== Exercise instructions ==
If a line in the entries contains the string "below", include that line in your answer.

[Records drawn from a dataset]
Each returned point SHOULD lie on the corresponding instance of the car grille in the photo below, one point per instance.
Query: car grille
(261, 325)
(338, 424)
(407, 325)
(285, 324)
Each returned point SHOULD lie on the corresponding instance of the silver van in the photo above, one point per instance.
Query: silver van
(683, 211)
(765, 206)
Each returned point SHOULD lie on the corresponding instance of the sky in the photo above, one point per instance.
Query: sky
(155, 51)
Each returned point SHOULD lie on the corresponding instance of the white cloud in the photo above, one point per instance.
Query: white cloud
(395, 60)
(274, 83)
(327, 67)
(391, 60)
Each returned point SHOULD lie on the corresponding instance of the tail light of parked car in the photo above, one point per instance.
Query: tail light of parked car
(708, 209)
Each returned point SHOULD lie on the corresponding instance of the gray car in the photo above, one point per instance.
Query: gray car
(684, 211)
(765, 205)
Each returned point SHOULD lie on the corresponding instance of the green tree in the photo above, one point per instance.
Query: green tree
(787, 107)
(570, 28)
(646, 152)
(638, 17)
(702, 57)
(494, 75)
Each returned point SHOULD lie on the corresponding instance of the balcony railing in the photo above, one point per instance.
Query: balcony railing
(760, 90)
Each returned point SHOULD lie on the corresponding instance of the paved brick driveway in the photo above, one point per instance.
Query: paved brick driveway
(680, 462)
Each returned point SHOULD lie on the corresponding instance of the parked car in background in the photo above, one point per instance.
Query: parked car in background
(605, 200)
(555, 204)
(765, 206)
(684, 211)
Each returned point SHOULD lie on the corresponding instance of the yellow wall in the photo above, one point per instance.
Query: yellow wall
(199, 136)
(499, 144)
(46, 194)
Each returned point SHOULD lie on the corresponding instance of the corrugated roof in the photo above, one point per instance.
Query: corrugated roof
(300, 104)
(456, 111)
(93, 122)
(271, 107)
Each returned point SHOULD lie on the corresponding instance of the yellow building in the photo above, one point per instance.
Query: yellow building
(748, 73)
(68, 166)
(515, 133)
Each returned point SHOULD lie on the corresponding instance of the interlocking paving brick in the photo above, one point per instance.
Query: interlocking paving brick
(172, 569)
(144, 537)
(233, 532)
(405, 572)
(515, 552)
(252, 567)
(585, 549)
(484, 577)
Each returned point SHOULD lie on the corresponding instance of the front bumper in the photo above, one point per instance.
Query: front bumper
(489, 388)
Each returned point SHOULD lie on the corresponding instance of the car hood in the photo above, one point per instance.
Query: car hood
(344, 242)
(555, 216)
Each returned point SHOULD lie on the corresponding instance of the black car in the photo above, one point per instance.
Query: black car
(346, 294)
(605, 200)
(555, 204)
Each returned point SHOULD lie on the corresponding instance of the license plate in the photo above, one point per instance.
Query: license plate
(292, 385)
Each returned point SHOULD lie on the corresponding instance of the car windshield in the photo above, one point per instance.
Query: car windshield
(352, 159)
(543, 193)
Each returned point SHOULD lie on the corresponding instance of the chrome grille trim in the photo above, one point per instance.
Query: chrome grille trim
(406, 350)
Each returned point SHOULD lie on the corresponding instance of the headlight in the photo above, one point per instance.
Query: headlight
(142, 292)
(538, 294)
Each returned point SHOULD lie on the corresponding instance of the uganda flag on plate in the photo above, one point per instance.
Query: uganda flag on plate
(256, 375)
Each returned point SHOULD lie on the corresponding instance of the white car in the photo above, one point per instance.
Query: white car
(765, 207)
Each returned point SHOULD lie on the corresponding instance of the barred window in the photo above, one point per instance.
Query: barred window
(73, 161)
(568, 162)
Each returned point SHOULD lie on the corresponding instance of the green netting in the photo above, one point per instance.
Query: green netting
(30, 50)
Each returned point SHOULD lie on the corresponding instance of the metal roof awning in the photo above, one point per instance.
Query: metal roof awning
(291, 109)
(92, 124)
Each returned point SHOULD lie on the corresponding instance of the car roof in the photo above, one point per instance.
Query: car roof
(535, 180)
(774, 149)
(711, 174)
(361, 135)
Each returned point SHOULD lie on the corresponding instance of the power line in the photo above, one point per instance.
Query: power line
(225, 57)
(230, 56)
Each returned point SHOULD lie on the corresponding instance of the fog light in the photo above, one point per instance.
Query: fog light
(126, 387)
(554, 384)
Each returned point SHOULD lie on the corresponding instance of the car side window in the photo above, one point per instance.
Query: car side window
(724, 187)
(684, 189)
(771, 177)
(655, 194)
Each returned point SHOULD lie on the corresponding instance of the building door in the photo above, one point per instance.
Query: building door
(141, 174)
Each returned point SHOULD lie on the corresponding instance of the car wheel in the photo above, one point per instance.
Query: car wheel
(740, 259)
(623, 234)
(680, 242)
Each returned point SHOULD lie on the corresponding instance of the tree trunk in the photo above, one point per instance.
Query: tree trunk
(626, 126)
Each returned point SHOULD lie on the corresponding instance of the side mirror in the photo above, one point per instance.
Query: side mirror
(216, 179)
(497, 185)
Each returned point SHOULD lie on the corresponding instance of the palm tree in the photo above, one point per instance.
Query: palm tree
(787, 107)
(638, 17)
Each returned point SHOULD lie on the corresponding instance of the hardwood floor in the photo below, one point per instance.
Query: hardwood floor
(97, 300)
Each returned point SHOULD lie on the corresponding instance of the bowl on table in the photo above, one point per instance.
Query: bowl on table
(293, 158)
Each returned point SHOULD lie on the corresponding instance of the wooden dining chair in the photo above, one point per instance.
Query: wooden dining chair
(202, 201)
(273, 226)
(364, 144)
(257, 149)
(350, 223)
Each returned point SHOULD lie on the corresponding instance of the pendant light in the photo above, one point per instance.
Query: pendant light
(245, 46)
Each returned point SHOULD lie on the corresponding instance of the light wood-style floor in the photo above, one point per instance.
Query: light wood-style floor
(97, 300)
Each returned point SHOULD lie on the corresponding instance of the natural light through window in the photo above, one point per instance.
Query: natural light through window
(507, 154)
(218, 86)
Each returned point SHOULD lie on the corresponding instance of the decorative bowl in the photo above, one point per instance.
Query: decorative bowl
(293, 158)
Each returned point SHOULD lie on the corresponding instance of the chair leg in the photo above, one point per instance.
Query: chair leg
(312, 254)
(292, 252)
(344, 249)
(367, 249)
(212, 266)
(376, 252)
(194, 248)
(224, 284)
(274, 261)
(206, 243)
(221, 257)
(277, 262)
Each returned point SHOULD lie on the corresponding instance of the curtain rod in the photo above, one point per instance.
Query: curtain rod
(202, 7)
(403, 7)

== Response area ==
Each returned point SHOULD lie on the corresponding instance of the car grille in the photo below, one point per instance.
Each returned point SHOULD lie on the corresponding instance of the hardwood floor in the photo below, one point per instance.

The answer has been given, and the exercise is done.